Required action 1 —
According to the Alberta COVID-19 report, how many of the people in hospital were admitted to intensive care?
Required action 2 —
Continue the Alberta COVID-19 report from its final sentence.

Exercise text section start

Alberta reported an additional 352 COVID-19 cases Thursday.
The province now has 5,501 active cases of the virus and they completed more than 10,000 tests over the past 24 hours– leading to a test positivity rate of 3.5 per cent.
Alberta’s chief medical officer of health Dr. Deena Hinshaw said that there are still 397 people in hospital, including 71 admitted to intensive care.
“There are still as many people in hospital (Thursday) as there were on November 23,” Hinshaw said.
“This is a reminder that we must keep this downward trend occurring.”
Despite being below the hospitalization threshold of 450 to re-open more activities across the province, Hinshaw said they need to take a cautious approach before moving forward.
“Hospitalizations are a lagging indicator so that extra time is needed. While we already have reached below that 450-mark that’s required to move to step 2, that’s only one part of the requirements,” she said.

Exercise text section end
Supplied material section start

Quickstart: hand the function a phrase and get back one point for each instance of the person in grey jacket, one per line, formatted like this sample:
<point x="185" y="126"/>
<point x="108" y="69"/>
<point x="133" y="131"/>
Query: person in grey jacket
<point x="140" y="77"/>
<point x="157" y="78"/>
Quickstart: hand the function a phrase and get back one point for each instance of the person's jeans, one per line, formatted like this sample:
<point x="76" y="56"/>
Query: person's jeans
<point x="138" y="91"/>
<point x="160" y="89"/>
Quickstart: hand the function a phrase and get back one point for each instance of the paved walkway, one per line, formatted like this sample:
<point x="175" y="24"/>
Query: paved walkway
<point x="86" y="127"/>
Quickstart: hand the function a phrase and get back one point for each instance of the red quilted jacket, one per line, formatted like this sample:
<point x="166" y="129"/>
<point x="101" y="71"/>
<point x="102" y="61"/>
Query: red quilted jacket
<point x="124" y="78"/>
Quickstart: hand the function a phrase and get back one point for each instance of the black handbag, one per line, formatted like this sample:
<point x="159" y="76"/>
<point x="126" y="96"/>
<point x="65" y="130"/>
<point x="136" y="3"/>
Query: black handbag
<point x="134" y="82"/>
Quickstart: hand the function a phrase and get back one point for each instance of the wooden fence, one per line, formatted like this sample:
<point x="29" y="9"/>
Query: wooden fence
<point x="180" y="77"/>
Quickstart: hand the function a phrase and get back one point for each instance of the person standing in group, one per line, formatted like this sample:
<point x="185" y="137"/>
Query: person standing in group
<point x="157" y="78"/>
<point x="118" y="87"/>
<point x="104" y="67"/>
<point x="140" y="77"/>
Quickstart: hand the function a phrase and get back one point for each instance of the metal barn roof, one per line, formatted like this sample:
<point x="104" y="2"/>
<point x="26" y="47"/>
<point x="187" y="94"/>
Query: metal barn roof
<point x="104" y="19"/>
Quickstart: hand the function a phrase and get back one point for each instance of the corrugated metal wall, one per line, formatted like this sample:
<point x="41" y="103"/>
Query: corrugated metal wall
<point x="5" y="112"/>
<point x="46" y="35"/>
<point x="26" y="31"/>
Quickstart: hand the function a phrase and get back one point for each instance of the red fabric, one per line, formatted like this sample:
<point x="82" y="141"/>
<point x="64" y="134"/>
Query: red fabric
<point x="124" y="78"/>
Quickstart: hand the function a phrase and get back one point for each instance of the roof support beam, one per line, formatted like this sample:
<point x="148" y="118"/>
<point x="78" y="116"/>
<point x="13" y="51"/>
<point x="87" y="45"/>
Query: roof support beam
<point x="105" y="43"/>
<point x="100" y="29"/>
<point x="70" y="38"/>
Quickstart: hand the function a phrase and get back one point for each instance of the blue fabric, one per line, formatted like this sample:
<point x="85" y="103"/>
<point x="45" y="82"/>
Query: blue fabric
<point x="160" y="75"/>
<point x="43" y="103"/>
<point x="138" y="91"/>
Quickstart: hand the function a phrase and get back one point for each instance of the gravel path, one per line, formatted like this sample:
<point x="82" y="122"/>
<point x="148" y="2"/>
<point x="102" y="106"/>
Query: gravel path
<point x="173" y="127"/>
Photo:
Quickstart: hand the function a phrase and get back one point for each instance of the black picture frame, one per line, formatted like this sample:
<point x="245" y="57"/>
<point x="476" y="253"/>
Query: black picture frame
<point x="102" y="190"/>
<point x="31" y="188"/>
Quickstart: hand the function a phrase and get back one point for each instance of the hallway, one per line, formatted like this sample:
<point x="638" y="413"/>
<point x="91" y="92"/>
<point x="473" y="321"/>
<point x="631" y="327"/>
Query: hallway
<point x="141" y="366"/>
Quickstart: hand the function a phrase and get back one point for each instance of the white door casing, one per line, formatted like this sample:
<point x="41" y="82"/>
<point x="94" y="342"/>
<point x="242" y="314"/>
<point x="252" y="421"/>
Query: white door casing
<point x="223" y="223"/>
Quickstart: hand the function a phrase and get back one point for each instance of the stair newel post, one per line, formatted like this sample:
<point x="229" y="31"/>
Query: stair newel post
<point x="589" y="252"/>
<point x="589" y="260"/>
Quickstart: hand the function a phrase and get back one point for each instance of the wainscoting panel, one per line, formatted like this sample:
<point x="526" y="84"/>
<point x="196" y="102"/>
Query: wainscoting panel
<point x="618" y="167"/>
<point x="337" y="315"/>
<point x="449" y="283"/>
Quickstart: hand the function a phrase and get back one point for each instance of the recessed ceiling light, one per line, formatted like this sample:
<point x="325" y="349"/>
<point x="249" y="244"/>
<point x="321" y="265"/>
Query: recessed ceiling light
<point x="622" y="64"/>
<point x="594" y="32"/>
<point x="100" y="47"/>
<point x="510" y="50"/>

Supplied material section end

Your response 1 —
71

Your response 2 —
“The other part of the requirements is that we manage to hold our new cases at a stable or declining rate – despite the activities that are allowed by moving into step 1. We will need that three week time period to assess and monitor those trends.”
There are now 156 cases of COVID-19 variant – a jump of 20 over the past 24 hours.
Central zone has 36 cases of the variant, all of the U.K. variety.
The province also reported an additional 16 deaths due to COVID-19, bringing the provincial death toll to 1,744 since the beginning of the pandemic.
She added there are active COVID-19 alerts or outbreaks in 311 schools across the province. These schools have a combined total of 897 cases since early January. Of these, only 155 are believed to be cases of in-school transmission.
Central zone sits at 679 active cases, with 8,601 recovered cases. There are 30 people in hospital, including five in intensive care.
Red Deer is up to 326 active cases of COVID-19.
On the government’s website using the municipality setting to sort COVID-19 cases, regions are defined by metropolitan areas, cities, urban service areas, rural areas, and towns with approximately 10,000 or more people; smaller regions are incorporated into the corresponding rural area.
With that setting Red Deer County sits at 25 active cases of the virus, while Lacombe County has 10 active cases.
Lacombe has 35 active cases, Sylvan Lake sits at 19 active cases, Olds has three active and Drumheller has 16 active.
Mountain View County sits at eight active, Kneehill County has three active and Clearwater County 24 active.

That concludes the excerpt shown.